§ **WHAT YOU ARE ASKED TO DO**
Return the records below exactly as they are written.

Data entries:
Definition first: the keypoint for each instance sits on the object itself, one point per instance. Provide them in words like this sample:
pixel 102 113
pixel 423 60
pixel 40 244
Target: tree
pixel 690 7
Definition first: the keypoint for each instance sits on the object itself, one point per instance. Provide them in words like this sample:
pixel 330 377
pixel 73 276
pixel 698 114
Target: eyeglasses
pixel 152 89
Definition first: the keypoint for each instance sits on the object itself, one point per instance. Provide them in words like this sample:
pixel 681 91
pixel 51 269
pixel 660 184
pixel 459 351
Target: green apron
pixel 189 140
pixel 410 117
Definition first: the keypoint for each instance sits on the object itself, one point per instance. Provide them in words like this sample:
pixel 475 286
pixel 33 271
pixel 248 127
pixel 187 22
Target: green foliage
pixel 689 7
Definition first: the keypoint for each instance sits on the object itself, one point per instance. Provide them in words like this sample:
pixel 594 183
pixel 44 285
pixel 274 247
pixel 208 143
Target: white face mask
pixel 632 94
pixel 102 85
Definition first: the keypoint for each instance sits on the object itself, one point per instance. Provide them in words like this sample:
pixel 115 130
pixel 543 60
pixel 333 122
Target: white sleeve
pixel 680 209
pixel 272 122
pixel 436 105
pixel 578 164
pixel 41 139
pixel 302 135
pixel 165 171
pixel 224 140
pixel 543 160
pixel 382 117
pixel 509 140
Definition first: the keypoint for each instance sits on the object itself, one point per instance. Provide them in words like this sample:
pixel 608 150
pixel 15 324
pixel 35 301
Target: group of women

§ **RESPONSE**
Definition first: the keypoint for each instance sits on the object itself, one point per instance. Provide them in words like this sample:
pixel 102 113
pixel 423 60
pixel 40 244
Target: tree
pixel 690 7
Definition first: the keypoint for each instance sits on the object itself, one point per instance. Provide them in words like this sample:
pixel 330 377
pixel 73 276
pixel 698 114
Target: eyeglasses
pixel 152 89
Definition first: the keypoint for each instance sits on the object itself, one point per instance. Provide them in words like this sample:
pixel 681 91
pixel 51 269
pixel 660 184
pixel 459 351
Target: green apron
pixel 189 140
pixel 410 117
Definition first: the keypoint for each instance sits on the object itself, one point per instance. Provide them in words like this sample:
pixel 475 286
pixel 33 271
pixel 248 127
pixel 187 22
Target: green foliage
pixel 689 7
Definition first: the keypoint for each instance sits on the object itself, one point per instance. Provide them in words like this sample:
pixel 594 183
pixel 44 285
pixel 274 247
pixel 208 143
Target: white face mask
pixel 632 94
pixel 102 85
Definition first: the keypoint for each instance sits on the object itself, one point per instance. Provide them in words like this sample:
pixel 115 130
pixel 543 60
pixel 333 122
Target: white sleeve
pixel 680 209
pixel 272 122
pixel 436 105
pixel 578 164
pixel 41 139
pixel 302 135
pixel 165 171
pixel 224 140
pixel 543 160
pixel 382 117
pixel 509 140
Definition first: the keypoint for each instance sits on the object itself, one point per instance. Provide them in words like this sample:
pixel 608 150
pixel 15 324
pixel 35 301
Target: group of women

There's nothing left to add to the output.